* **Task**: For the copy, please give all of the data again exactly and leave the pictures out.

-- BEGIN Supplied material --

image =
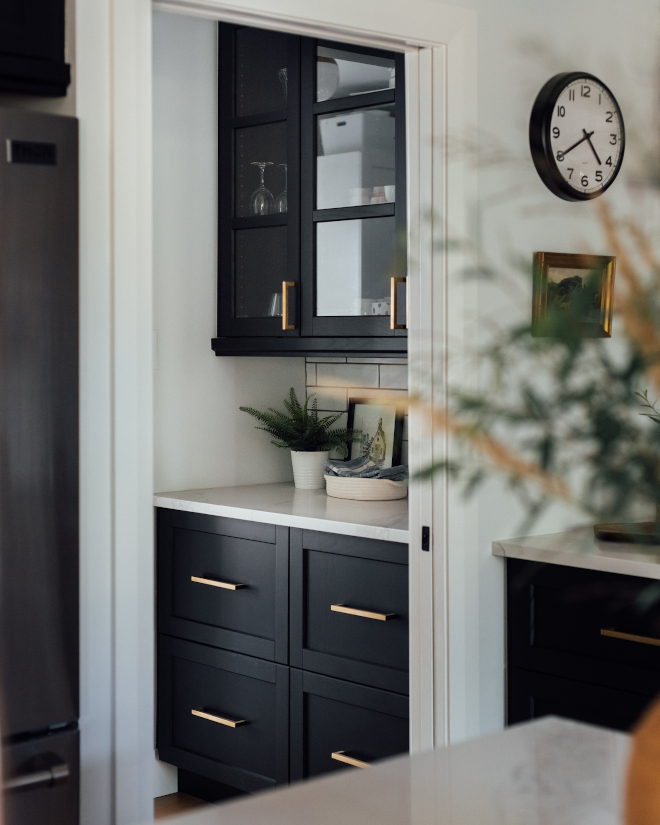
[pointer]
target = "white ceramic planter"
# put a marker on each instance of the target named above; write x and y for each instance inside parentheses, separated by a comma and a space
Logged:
(308, 470)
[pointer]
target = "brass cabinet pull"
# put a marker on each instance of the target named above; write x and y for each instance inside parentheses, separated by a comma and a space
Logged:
(366, 614)
(221, 720)
(340, 756)
(394, 282)
(214, 583)
(630, 637)
(285, 305)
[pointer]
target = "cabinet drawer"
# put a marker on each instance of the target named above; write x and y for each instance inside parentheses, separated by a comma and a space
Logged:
(222, 715)
(223, 588)
(532, 695)
(351, 721)
(350, 608)
(598, 627)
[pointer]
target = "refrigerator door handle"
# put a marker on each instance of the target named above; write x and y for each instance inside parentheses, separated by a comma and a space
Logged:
(56, 774)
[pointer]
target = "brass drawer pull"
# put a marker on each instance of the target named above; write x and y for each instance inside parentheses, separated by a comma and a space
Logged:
(366, 614)
(285, 305)
(630, 637)
(221, 720)
(394, 310)
(214, 583)
(340, 756)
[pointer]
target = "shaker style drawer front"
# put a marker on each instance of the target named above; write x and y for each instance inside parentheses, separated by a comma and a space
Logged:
(598, 627)
(224, 582)
(351, 609)
(222, 714)
(224, 590)
(533, 695)
(339, 725)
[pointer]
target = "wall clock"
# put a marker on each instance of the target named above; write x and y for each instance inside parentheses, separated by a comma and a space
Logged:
(576, 136)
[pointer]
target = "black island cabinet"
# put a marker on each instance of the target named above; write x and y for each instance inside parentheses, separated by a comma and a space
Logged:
(32, 48)
(311, 190)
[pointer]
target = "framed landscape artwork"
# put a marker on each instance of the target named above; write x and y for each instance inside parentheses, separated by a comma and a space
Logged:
(381, 427)
(579, 284)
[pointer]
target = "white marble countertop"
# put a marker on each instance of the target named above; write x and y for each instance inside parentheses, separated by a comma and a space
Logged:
(549, 772)
(579, 548)
(284, 505)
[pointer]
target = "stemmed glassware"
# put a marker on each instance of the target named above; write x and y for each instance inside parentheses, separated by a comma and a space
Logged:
(280, 202)
(283, 76)
(261, 200)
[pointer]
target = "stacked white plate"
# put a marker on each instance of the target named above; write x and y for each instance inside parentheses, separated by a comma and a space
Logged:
(365, 489)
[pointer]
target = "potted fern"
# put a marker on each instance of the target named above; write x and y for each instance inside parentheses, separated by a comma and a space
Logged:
(309, 437)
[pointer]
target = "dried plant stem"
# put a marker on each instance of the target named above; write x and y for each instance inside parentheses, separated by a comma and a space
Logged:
(633, 306)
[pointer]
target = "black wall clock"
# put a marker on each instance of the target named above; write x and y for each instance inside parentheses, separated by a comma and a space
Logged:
(576, 136)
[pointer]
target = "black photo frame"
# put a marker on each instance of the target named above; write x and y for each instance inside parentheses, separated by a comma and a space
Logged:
(355, 449)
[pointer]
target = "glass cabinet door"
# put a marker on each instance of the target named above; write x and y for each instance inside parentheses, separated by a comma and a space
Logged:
(258, 235)
(355, 153)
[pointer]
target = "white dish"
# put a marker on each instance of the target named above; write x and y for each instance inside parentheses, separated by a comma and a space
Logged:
(365, 489)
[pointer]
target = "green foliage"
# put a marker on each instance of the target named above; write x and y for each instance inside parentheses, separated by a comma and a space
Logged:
(574, 407)
(302, 429)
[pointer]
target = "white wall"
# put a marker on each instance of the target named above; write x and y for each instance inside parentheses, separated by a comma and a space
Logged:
(201, 438)
(522, 43)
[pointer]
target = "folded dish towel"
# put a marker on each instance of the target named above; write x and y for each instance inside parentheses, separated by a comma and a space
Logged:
(364, 467)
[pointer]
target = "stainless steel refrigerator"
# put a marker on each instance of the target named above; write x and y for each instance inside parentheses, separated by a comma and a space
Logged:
(39, 467)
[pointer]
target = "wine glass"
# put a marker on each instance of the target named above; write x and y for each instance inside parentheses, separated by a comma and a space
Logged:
(284, 77)
(261, 200)
(280, 202)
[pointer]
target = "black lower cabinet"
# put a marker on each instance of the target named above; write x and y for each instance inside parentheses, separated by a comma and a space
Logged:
(223, 715)
(581, 644)
(337, 725)
(282, 653)
(532, 695)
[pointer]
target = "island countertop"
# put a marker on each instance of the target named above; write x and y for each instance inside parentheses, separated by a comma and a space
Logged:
(547, 772)
(580, 548)
(282, 504)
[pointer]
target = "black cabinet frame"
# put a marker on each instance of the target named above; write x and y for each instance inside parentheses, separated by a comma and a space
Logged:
(562, 663)
(228, 325)
(276, 650)
(371, 326)
(360, 335)
(235, 663)
(353, 670)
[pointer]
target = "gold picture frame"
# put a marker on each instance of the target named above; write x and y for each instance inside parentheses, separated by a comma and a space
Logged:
(557, 275)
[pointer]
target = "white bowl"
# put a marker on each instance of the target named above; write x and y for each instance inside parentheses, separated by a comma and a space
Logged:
(365, 489)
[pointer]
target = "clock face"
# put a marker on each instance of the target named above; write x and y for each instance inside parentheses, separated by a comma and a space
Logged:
(577, 136)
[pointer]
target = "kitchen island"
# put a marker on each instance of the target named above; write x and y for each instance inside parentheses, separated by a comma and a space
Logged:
(548, 772)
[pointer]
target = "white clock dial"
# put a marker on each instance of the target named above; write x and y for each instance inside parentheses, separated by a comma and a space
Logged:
(586, 136)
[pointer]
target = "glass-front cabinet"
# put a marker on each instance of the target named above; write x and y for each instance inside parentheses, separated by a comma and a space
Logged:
(311, 193)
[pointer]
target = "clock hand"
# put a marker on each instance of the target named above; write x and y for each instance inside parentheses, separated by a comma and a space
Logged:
(593, 148)
(586, 137)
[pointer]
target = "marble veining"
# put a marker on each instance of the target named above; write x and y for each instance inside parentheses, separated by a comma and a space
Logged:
(548, 772)
(284, 505)
(580, 548)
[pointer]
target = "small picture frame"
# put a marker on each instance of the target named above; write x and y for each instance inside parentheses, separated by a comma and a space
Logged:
(556, 277)
(381, 426)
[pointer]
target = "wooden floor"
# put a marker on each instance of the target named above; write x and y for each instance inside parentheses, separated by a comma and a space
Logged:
(175, 803)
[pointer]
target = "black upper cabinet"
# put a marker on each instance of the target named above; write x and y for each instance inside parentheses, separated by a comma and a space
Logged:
(311, 234)
(32, 48)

-- END Supplied material --

* **Response**:
image =
[pointer]
target = "white ceramic planter"
# put a marker on each instance of the target named above; write x and y for each instance inside parentheses, separated by a comma and a space
Logged:
(308, 470)
[pointer]
target = "brass cabinet pull"
# put a marker on each instance of the target named above; write x and y for each instance inside parentheses, separated by a comma and a space
Logged:
(366, 614)
(221, 720)
(340, 756)
(394, 282)
(214, 583)
(630, 637)
(285, 305)
[pointer]
target = "cabinet drawer"
# put a marker on each instance of the target named above; write x and y for each instance inside parentheses, separated by a comma and a space
Logged:
(222, 715)
(223, 588)
(532, 695)
(351, 721)
(350, 608)
(598, 627)
[pointer]
target = "refrigerator door handle"
# put a marker on each instance of the target named above; write x and y for each instance inside parentheses, separated by a comma and a space
Logged:
(56, 774)
[pointer]
target = "brass drawer pull"
# put a marker on each instance of the target named above; write x and y for each instance inside parentheses, separated by a comma and a space
Logged:
(366, 614)
(285, 305)
(630, 637)
(221, 720)
(394, 310)
(214, 583)
(340, 756)
[pointer]
target = "shaker style drawer front"
# put a marker on each instance of the target named above; write x and y for each instance inside parentheses, separated by a comma and a space
Logged:
(598, 627)
(224, 582)
(351, 609)
(222, 714)
(224, 590)
(533, 695)
(339, 725)
[pointer]
target = "wall clock"
# put a marker on each instance of the target named above; write x and y for each instance inside parentheses, separated by a comma and a space
Logged:
(576, 136)
[pointer]
target = "black island cabinet"
# put a marker on each instance of the target named above; write x and y for each instance inside parentheses, separated by a comma and a space
Logged:
(32, 48)
(311, 190)
[pointer]
target = "framed landscape artwork"
# put a marker on each instance of the target named above; write x and y for each instance inside parentheses, separated by a comma and a space
Logged:
(381, 427)
(579, 284)
[pointer]
target = "white marble countertop"
# put a marker on each instance of the target named above; write x and y for each instance inside parentheses, separated by a comma and a space
Logged:
(549, 772)
(579, 548)
(284, 505)
[pointer]
target = "stemmed glassware"
# put a marker on each instance of the target named above; write x and y for each instance inside parentheses, separated by a comma and a space
Logged:
(280, 202)
(283, 76)
(261, 200)
[pointer]
target = "stacked white plate"
# put a marker on each instance of the target named above; write x and y for each instance inside parentheses, separated by a comma and a space
Logged:
(365, 489)
[pointer]
target = "potted fern"
# put a marker on each instance of the target named above; write x and y for each instance inside parentheses, separated by a comma and a space
Logged:
(309, 437)
[pointer]
target = "dried plant stem"
# put a marker on each instance of the target named above; write x and y for each instance inside parentheses, separated by a comma and a space
Logged:
(633, 306)
[pointer]
target = "black wall clock"
# put a marker on each instance of the target named above; write x and y for each instance inside parentheses, separated by a comma and a space
Logged:
(576, 136)
[pointer]
target = "black photo frame"
# put a marker on each instance of the target named above; write x and y for each instance inside parentheses, separated by a comma and a space
Logged:
(355, 449)
[pointer]
target = "glass cabinet door"
# put a marker on each instance of the target named above; write x and y for each instance inside parentheses, separated by a comma and a space
Logged:
(258, 235)
(355, 153)
[pointer]
target = "white dish"
# put a marker on each instance of the target named above; write x and y for each instance inside parentheses, separated by a comma and a space
Logged:
(365, 489)
[pointer]
target = "green foliage"
# put a marker on each instance of the target named above; write x and y for each instance inside parentheses, separated by a comma and a space
Logged:
(574, 407)
(302, 429)
[pointer]
target = "white wall"
# put a marker on each instance of the target named above; write x and y for each instance inside parentheses, separated by a comma and a space
Logged:
(201, 438)
(522, 43)
[pointer]
target = "folded dish towel"
# put a marker on each instance of the target named above; write x and y for each instance inside parentheses, separated by a comma and a space
Logged:
(364, 467)
[pointer]
target = "stainless steel refrigerator"
# put a marker on each instance of the target named above; write x and y for each instance inside parentheses, separated by a comma and a space
Logged:
(39, 467)
[pointer]
target = "wine glass"
# put a marker on each instance of the target named above; write x and y for each instance inside parentheses, separated by a comma and a space
Logged:
(284, 77)
(261, 200)
(280, 202)
[pointer]
target = "black lower cabinet"
# put a marker on each instance of the target named above; write x and y for each instance inside parentheses, separated by a comma and a space
Logged:
(223, 715)
(581, 644)
(337, 725)
(282, 653)
(532, 695)
[pointer]
target = "island countertop"
# put a marker on each instance of the target named above; write x and y for each instance inside parentheses, separated by a comma and a space
Logged:
(547, 772)
(580, 548)
(282, 504)
[pointer]
target = "black cabinet frame"
# put a marker on each instance of the target named above; write x and y for each instance inside parentheses, separated by a comma and a space
Logged:
(562, 663)
(228, 325)
(276, 650)
(371, 326)
(360, 335)
(235, 663)
(353, 670)
[pointer]
target = "gold picture frame"
# put a marker on each instance of the target named above; write x and y for each instance inside parentheses, separated by a comma and a space
Logged:
(557, 275)
[pointer]
target = "white bowl"
# put a marker on each instance of the target named above; write x and y for each instance inside parentheses, separated by a comma and a space
Logged:
(365, 489)
[pointer]
target = "clock face"
# put a marker on each instance of the target named above; write x and y for each instance inside parentheses, separated by a comma and a space
Logged:
(577, 136)
[pointer]
target = "kitchen island"
# put a marker on each instance of the target named above; write x and y for each instance inside parentheses, separated by a comma and a space
Logged:
(548, 772)
[pointer]
target = "white clock dial"
# put a marker on each instance of the target named above; write x and y for each instance inside parentheses, separated by a comma and a space
Logged:
(586, 136)
[pointer]
target = "glass-front cabinet"
# put a marker on each instance of the target named above; write x and y for each instance inside parentheses, separated by a comma and a space
Logged:
(311, 193)
[pointer]
target = "clock hand"
# put a marker on each instance of the target named above; write x and y for each instance inside parentheses, separated by a comma and a space
Logged:
(593, 148)
(586, 137)
[pointer]
target = "marble veining"
# put a marker on each instance of the target named above; write x and y for each instance inside parentheses, separated by a comma and a space
Logged:
(548, 772)
(284, 505)
(580, 548)
[pointer]
target = "small picture frame"
# put a marker on each instance of the target named above; write x and y for each instance inside parentheses, separated by a comma and a space
Logged:
(556, 277)
(381, 426)
[pointer]
target = "wooden floor"
# put a marker on each instance of the target named above; write x and y for each instance inside parentheses, separated by a comma and a space
Logged:
(175, 803)
[pointer]
target = "black upper cabinet"
# put a marker on each instance of the target named above; write x and y for each instance inside parentheses, separated by a comma and a space
Logged:
(311, 234)
(32, 48)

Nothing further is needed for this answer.